Filter the listing down to the lines containing the word "water".

►

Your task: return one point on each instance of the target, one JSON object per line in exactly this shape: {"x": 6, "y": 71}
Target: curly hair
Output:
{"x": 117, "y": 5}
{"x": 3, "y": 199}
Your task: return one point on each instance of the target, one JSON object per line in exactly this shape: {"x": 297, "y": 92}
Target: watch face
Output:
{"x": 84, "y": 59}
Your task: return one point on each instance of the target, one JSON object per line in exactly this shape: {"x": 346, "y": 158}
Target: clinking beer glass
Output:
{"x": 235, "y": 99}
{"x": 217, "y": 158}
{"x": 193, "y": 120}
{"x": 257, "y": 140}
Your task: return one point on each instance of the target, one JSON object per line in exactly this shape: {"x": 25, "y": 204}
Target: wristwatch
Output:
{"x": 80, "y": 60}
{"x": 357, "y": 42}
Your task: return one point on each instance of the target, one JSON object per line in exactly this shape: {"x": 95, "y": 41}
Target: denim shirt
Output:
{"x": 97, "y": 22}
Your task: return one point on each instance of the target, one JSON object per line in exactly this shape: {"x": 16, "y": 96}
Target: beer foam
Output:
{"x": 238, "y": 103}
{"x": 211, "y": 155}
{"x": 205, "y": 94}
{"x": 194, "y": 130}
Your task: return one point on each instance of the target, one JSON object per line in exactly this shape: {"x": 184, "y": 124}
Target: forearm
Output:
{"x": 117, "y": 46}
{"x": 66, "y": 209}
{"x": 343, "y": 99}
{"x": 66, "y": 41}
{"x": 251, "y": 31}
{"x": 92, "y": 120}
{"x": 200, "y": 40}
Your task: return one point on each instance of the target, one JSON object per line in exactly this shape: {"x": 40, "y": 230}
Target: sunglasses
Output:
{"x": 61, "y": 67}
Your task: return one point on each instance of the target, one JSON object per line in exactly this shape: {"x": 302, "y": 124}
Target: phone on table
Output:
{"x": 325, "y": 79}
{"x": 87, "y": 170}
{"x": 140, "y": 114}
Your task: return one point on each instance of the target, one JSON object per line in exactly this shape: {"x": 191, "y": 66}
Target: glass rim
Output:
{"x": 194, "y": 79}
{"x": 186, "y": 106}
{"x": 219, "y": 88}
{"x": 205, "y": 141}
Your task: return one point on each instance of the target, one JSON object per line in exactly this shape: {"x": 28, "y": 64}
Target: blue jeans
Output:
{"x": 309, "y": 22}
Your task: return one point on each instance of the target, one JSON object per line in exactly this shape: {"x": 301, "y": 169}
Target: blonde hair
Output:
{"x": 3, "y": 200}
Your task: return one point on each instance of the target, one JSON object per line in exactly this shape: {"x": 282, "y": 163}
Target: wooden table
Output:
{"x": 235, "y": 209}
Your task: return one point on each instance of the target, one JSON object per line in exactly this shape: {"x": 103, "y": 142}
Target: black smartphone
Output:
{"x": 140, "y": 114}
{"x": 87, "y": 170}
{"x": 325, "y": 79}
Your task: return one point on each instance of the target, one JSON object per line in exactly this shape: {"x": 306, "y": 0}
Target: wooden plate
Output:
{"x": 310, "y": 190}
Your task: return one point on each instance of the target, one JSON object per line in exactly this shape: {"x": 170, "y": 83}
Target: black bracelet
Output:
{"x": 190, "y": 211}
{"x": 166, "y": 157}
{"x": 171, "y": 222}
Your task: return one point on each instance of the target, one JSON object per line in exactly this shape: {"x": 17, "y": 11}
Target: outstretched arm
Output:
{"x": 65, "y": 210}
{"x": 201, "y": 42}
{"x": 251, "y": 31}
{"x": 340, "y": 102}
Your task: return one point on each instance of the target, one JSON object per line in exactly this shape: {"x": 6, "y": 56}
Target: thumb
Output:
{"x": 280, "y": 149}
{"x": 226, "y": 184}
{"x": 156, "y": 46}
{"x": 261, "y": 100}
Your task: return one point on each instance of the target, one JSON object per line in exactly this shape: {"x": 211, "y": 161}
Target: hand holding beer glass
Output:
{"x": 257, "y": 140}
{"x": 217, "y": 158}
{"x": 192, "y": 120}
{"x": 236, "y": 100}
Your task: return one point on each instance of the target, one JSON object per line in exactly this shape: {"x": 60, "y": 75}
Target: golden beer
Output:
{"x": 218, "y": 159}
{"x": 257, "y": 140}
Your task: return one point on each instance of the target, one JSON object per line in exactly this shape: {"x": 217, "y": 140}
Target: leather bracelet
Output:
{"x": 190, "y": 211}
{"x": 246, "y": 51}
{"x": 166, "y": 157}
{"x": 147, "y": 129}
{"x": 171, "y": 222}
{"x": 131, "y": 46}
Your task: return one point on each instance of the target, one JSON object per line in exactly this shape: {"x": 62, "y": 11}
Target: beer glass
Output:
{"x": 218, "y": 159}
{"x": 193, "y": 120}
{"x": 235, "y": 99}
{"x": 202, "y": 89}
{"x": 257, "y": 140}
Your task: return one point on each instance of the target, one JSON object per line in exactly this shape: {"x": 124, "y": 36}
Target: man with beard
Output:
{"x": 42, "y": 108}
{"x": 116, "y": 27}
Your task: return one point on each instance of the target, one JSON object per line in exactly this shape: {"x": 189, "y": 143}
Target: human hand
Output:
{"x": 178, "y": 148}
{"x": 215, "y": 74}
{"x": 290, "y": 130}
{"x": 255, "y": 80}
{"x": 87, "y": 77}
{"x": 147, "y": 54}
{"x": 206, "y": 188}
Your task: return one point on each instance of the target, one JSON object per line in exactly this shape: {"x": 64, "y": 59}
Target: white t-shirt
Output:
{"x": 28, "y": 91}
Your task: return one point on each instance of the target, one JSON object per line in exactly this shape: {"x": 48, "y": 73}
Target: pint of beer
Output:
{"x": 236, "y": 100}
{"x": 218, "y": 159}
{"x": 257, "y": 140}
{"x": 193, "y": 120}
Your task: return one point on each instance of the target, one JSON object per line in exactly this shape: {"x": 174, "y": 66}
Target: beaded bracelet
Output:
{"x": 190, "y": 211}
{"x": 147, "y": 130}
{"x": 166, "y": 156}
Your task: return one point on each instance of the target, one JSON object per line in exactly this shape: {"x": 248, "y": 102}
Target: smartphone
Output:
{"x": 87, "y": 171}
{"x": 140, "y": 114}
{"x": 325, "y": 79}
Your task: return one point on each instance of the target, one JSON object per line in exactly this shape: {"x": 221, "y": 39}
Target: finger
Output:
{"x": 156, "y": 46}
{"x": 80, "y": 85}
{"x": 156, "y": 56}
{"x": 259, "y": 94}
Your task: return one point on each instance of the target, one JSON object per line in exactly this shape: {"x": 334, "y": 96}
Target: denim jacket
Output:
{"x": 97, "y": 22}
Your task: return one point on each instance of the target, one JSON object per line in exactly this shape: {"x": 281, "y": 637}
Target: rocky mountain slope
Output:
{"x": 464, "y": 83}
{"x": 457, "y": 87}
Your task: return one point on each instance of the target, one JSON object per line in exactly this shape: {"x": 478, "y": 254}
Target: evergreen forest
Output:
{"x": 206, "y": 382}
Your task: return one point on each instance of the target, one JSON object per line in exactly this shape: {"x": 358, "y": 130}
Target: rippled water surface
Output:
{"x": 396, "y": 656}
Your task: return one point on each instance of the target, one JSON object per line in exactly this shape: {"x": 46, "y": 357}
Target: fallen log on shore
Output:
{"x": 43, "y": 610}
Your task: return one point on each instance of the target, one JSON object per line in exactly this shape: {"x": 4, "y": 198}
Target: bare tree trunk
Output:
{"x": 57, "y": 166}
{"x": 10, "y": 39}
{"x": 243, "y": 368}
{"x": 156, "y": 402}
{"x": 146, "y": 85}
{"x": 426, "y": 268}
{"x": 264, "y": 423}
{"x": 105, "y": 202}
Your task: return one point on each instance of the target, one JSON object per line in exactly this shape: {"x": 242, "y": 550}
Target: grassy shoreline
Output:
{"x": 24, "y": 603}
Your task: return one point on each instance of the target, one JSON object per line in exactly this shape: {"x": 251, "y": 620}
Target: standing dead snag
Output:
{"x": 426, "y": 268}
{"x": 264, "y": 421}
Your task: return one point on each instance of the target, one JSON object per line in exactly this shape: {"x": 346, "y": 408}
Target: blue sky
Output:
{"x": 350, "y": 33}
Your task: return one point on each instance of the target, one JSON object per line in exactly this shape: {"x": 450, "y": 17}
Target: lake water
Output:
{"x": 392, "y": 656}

◄

• SOLUTION BELOW:
Target: rippled water surface
Target: lake water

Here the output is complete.